### THE PROBLEM
Update the passage about Bob Dylan in New Orleans, starting at "Following is a" and ending at "man named Grey.", so that "streetcar" replaces "city bus".

Following is a relatively unknown chapter in the life of Robert Allen Zimmerman; right here, told for the first time by ‘Untold Dylan’.
As the story goes, dressed in rags, with a record named ‘Desire’ under his arm, singer/songwriter Bob Dylan (using the alias ‘Stanley Casanova’) gets off a city bus in the old French Quarter of New Orleans, Louisiana.
Seems that an Allan Grey makes the mistake of revealing to Stanley the place where his pen is. The scarlet-shirted Casanova, who is the leader of a street gang of a variety of light-loving Gnosticists known as the ‘The Goats’, doesn’t like that man named Grey.
At the time, Bob, aka Stanley, is playing seven-card stud poker with his buddies at “Good Time Dante’s”, a cabaret in the working class district of New Orleans, a desolation row misnamed ‘Elysian Fields’. Allan’s assassin-eyed wife, Snow White DuBois, is sitting on Casanova’s knee, holding in her hand a glass of champagne, and singing ‘Always Look On The Bright Side Of Life’.
A stage direction, and for something completely different, a poetic allusion:
Here comes the place that cleaves our place in twain
Thy road, the right, towards Pluto’s dwelling goes
And leads to fields Elysian
But to the left, goes the sinful souls to doom
(Virgil: Aeneus)
The ‘Lord Of The Goats’, thanks his bodyguards of Hell’s Angels for stabbing Grey, and then lover-boy Bob runs off to Venice, Italy, with the Virgin Princess of the Woods and the money she inherits from Allan’s estate called the ‘Beautiful Dream’:
They say I shot a man named Gray
And took his wife to Italy
She inherited a million bucks
And when she died, it came to me
I can’t help it if I’m lucky
(Bob Dylan: Idiot Wind)
Tennessee Williams, a clairvoyant, writes a play based on Bob Dylan’s New Orleans adventure long before it ever happens – ‘A Streetcar Named Desire’, it’s called.

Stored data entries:

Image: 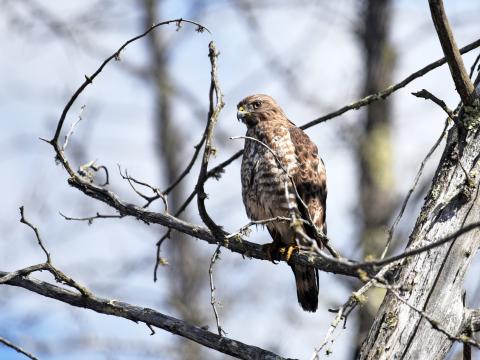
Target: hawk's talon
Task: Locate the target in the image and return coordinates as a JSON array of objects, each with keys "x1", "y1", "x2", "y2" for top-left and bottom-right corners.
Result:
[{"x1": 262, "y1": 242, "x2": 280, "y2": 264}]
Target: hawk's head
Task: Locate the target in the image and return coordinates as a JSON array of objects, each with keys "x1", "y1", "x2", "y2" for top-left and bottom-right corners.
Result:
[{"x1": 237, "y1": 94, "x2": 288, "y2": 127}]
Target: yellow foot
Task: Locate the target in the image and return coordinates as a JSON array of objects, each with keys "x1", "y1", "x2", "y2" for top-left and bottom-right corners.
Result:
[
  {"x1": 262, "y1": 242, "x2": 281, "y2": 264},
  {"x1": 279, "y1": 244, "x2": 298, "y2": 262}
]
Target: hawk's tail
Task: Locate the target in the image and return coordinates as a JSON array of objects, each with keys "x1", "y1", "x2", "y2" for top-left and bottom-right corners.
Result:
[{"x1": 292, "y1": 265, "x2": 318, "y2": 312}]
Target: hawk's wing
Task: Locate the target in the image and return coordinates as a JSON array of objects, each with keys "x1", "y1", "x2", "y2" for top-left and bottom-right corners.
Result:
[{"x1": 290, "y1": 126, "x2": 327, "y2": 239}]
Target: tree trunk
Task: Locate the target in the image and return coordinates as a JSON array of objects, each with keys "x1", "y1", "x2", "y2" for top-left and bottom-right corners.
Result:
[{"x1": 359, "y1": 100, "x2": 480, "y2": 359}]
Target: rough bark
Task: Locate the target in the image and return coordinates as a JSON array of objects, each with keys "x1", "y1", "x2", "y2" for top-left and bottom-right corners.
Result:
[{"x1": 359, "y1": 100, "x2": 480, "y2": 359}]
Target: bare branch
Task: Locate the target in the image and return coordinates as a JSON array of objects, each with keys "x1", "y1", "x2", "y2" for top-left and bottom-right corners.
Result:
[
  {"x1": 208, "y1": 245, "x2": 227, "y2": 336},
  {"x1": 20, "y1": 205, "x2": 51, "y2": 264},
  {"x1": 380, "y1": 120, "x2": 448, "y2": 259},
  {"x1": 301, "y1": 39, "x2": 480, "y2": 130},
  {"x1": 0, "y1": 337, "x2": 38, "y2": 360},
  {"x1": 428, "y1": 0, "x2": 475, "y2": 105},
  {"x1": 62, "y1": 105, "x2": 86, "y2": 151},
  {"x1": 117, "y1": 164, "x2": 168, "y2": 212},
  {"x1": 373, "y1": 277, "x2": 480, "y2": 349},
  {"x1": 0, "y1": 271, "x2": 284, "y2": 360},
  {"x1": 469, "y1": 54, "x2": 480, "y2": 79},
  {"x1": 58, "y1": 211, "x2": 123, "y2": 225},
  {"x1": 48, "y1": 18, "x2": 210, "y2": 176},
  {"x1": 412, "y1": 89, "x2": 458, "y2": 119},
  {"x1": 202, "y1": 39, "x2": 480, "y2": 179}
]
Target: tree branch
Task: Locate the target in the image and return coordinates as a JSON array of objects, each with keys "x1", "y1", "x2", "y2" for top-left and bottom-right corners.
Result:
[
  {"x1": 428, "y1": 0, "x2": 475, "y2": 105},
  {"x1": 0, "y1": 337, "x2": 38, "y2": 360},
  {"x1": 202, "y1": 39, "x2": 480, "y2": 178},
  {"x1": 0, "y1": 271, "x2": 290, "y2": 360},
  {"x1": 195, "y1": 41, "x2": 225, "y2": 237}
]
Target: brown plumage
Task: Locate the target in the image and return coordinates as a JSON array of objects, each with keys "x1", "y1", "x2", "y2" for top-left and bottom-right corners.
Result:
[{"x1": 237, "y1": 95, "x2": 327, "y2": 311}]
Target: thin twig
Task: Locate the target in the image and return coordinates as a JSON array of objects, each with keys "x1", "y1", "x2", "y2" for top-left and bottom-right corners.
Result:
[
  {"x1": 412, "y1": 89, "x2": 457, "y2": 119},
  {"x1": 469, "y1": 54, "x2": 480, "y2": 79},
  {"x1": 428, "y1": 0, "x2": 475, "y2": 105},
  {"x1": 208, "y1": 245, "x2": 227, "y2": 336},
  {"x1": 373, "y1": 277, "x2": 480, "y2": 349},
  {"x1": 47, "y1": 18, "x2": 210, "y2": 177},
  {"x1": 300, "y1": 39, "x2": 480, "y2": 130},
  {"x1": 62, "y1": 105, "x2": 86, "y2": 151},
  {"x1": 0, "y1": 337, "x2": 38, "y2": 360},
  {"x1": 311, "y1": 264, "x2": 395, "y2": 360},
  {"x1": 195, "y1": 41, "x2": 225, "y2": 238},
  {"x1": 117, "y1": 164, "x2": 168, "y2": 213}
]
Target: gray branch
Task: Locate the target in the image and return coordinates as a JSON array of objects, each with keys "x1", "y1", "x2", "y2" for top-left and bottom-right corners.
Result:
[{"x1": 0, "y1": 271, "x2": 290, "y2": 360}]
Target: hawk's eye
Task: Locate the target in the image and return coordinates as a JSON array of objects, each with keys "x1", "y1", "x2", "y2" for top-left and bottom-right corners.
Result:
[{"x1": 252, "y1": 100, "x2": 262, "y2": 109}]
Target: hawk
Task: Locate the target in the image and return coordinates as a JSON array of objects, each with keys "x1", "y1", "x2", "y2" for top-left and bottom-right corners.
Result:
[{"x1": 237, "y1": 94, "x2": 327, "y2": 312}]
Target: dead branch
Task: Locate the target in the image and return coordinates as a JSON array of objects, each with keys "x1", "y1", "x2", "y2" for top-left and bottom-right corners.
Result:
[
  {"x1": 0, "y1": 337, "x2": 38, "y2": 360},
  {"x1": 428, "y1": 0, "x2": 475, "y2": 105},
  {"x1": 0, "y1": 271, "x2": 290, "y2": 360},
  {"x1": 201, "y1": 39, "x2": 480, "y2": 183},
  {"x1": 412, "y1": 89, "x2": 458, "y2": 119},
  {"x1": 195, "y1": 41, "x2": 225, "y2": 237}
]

### SOLUTION TO THIS PROBLEM
Following is a relatively unknown chapter in the life of Robert Allen Zimmerman; right here, told for the first time by ‘Untold Dylan’.
As the story goes, dressed in rags, with a record named ‘Desire’ under his arm, singer/songwriter Bob Dylan (using the alias ‘Stanley Casanova’) gets off a streetcar in the old French Quarter of New Orleans, Louisiana.
Seems that an Allan Grey makes the mistake of revealing to Stanley the place where his pen is. The scarlet-shirted Casanova, who is the leader of a street gang of a variety of light-loving Gnosticists known as the ‘The Goats’, doesn’t like that man named Grey.